___ Tekst źródłowy ___
W ciągu kilku ostatnich dni polskie media nie tylko odgrzewają z wielkim zapałem wszelkie „strachy na lachy” znane nam z dawnych lat lecz śpiewają unisono z dyrektorem WHO. Przez kilka dni rozwodzono się nad kocią zarazą czy kocią grypą będącą odmianą ptasiej grypy, która nie tylko dziesiątkuje bezdomne koty lecz zagraża rzekomo innym zwierzętom, a nawet ludziom. Potem poważnie wyglądający pan, lekarz a może aktor ( raczej aktor bo mówił bzdury) rozwodził się nad straszliwymi konsekwencjami zarażenia bąblowcem jakim jest zainstalowanie się w mózgu pacjenta, jak się niefachowo wyraził, robali. W kolejnym programie straszono konsekwencjami wypicia wody zwierającej toksyny wytwarzane przez sinice. Znajome dzieci odmawiają teraz stanowczo jedzenia owoców, wyjazdu nad morze i kontaktu ze zwierzętami w tym nawet z moim małym domowym psem.
Tasiemiec bąblowcowy (Echinococcus granulosus, bąblowiec) to bardzo rzadka choroba pasożytnicza. To gatunek tasiemca, który w postaci dojrzałej żyje w jelicie cienkim psowatych ( pies, szakal, lis, wilk) oraz rzadziej u mięsożernych zwierząt domowych na przykład kotów. Człowiek jest dla bąblowca żywicielem pośrednim. Zarażenie następuje po spożyciu niemytych owoców leśnych, zanieczyszczonej odchodami wody lub przez bezpośredni kontakt z zarażonymi zwierzętami z rodziny psowatych lub z kotami. W żołądku lub jelicie żywiciela pośredniego z jaja wydostaje się onkosfera, która czynnie przedostaje się do krążenia i z prądem krwi dostaje się do narządów wewnętrznych, głównie drogą żyły wrotnej do wątroby, ale także do płuc, mięśni, kości, mózgu, oka, śledziony, nerek, tkanki podskórnej. W narządzie onkosfera przekształca się w kolejne stadium rozwojowe, jakim jest bąblowiec. Choroba może rozwijać się długo, bez wyraźnych objawów, niezbyt zresztą charakterystycznych. Bąblowiec tworzy w narządach żywiciela pośredniego, czyli człowieka, wolno rozwijające się cysty. Konsekwencje zakażenia bąblowcem mogą być oczywiście bardzo poważne.
___
> [Polecenie do wykonania]: Zaktualizuj fragment tekstu źródłowego od „W ciągu kilku” do „małym domowym psem.”, zastępując „sinice” wyrazem „bakterie”, i podaj go w nowej wersji.
___ Dane wejściowe ___
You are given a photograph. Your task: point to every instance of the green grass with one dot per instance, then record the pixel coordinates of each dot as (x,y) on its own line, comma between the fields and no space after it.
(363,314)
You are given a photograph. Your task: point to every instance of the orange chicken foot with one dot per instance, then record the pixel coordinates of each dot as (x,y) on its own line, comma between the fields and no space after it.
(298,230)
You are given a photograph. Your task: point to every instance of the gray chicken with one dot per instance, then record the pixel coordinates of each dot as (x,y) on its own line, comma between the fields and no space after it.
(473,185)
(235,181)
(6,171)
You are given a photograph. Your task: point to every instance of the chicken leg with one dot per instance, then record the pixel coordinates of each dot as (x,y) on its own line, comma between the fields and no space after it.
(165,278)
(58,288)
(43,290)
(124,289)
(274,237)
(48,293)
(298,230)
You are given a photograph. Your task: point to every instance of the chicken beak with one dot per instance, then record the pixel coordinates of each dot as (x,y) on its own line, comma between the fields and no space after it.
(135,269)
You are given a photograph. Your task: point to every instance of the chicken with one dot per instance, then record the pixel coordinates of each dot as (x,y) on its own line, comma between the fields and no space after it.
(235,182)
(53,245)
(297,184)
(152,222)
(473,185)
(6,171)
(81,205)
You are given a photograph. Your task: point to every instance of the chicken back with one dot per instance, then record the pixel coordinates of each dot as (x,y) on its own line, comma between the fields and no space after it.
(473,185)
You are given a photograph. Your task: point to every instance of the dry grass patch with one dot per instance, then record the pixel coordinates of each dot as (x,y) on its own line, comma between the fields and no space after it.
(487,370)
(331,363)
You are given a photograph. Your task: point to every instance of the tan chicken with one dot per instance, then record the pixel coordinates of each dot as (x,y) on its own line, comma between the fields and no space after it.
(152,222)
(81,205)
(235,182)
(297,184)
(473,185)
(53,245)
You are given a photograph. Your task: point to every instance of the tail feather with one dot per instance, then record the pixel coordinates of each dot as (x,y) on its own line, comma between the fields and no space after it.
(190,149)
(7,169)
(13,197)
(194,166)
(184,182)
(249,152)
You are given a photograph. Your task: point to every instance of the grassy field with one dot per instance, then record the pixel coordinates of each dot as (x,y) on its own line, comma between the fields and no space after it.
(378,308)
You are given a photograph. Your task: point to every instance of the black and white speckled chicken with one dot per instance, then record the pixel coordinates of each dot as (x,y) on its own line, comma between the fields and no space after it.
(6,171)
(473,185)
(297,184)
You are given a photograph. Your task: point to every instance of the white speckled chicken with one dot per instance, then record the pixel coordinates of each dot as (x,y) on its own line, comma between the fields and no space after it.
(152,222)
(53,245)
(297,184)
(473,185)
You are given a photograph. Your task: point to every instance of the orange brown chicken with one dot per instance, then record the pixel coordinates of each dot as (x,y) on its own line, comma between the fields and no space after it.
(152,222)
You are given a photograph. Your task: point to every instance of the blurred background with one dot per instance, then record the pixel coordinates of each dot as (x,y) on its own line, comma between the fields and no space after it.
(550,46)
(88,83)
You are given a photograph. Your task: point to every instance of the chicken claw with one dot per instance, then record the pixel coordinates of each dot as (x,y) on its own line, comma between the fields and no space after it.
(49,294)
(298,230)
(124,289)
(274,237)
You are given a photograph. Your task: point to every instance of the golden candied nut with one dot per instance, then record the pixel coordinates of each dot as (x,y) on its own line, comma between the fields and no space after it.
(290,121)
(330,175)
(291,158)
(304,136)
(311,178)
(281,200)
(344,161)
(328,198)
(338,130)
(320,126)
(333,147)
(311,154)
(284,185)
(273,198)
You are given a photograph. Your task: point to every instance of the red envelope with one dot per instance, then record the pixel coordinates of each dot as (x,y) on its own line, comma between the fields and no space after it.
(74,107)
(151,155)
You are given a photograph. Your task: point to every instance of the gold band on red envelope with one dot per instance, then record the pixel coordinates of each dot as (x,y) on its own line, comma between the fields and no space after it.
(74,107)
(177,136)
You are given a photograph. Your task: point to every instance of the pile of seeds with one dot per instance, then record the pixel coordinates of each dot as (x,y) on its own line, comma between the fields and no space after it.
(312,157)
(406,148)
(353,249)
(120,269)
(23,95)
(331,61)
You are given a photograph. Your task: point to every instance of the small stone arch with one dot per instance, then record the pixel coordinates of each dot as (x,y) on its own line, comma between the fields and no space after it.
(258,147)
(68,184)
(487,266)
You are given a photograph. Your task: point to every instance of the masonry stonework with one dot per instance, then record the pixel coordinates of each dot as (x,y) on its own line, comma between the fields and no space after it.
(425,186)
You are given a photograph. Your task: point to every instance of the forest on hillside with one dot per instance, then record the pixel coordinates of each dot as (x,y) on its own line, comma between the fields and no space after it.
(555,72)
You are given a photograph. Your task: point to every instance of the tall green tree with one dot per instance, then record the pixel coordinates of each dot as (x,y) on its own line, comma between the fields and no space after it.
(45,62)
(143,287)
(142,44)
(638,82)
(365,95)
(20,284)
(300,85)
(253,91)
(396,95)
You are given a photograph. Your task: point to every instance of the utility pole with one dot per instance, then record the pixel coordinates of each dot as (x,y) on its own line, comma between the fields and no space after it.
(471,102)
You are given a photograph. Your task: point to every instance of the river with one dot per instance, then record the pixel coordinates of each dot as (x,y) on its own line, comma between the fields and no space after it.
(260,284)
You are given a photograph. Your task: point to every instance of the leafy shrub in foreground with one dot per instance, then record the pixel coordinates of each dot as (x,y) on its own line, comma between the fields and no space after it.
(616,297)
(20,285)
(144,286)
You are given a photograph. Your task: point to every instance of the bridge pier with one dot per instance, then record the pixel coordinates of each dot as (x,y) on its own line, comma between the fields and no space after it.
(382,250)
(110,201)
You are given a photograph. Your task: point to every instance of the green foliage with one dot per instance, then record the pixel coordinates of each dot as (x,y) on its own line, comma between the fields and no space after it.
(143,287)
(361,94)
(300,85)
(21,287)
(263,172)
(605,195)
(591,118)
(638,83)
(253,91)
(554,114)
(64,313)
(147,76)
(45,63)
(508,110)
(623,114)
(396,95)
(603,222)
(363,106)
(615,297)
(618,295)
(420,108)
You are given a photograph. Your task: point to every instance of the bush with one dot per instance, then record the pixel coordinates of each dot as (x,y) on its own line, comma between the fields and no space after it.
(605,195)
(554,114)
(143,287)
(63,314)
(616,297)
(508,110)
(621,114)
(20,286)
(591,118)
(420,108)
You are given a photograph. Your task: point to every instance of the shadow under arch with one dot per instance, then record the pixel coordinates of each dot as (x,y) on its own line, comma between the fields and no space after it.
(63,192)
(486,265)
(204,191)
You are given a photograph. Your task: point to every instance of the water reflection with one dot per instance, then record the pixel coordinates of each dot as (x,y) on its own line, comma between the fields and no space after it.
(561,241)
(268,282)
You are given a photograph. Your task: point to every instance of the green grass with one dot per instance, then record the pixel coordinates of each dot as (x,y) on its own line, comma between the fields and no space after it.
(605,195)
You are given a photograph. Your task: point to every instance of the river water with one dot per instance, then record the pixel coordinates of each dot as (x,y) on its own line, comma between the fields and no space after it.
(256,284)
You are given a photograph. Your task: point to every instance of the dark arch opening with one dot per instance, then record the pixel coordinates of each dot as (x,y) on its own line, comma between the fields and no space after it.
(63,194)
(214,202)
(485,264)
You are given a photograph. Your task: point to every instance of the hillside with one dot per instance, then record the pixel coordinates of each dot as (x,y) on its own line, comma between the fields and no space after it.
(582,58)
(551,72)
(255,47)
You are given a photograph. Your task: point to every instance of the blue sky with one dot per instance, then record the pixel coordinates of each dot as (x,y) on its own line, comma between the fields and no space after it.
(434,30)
___
> [Rozwiązanie zadania]:
W ciągu kilku ostatnich dni polskie media nie tylko odgrzewają z wielkim zapałem wszelkie „strachy na lachy” znane nam z dawnych lat lecz śpiewają unisono z dyrektorem WHO. Przez kilka dni rozwodzono się nad kocią zarazą czy kocią grypą będącą odmianą ptasiej grypy, która nie tylko dziesiątkuje bezdomne koty lecz zagraża rzekomo innym zwierzętom, a nawet ludziom. Potem poważnie wyglądający pan, lekarz a może aktor ( raczej aktor bo mówił bzdury) rozwodził się nad straszliwymi konsekwencjami zarażenia bąblowcem jakim jest zainstalowanie się w mózgu pacjenta, jak się niefachowo wyraził, robali. W kolejnym programie straszono konsekwencjami wypicia wody zwierającej toksyny wytwarzane przez bakterie. Znajome dzieci odmawiają teraz stanowczo jedzenia owoców, wyjazdu nad morze i kontaktu ze zwierzętami w tym nawet z moim małym domowym psem.